# [Requests]
[A] In the excerpt on Somalia's clans, what year was the last census taken?
[B] Print the passage of the excerpt on Somalia's clans that opens with the words containing "But this approach" and closes with "suspicion and violence.".
── Excerpt
It was clan animosities that tore down Somalia's last government in 1991, clan militias that humiliated American troops in 1993, bringing a troubled aid mission to a hasty end, and clan warfare that has consumed countless lives and reduced Mogadishu, Somalia's once- beautiful capital by the sea, to a pile of bullet-pocked bricks.
The government, which took the capital for the first time last month, is trying to address the clan problem head- on. It is using a mathematical formula based on rough estimates of the population (the last census was in 1975) to allocate parliamentary seats and ministerial posts on a clan basis, and plans to govern like that until the next elections, which are proposed for 2009.
But this approach is hardly original — and it does not have an encouraging history. It is the 14th attempt since 1991 to form a clan-based government; all the others have disappeared into a vortex of suspicion and violence.
The Green Line in Mogadishu, a blasted-out boulevard with blackened buildings on each side, is a monument to fratricide. It is the dividing line between two clans, the Haber Gedir and the Abgal, which are actually part of the same family.
The main Somali clans are divided into a dizzying number of subclans, sub-subclans and even sub-sub-subclans, and the term clan is loosely used for large family networks, like the Hawiye, and smaller ones, like the Ayr.
────
── Dataset entries
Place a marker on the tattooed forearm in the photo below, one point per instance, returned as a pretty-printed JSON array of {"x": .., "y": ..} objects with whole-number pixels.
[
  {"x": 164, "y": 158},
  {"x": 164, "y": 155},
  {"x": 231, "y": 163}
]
────
# [Answer list]
[A] The last census was taken in 1975.

[B]
But this approach is hardly original — and it does not have an encouraging history. It is the 14th attempt since 1991 to form a clan-based government; all the others have disappeared into a vortex of suspicion and violence.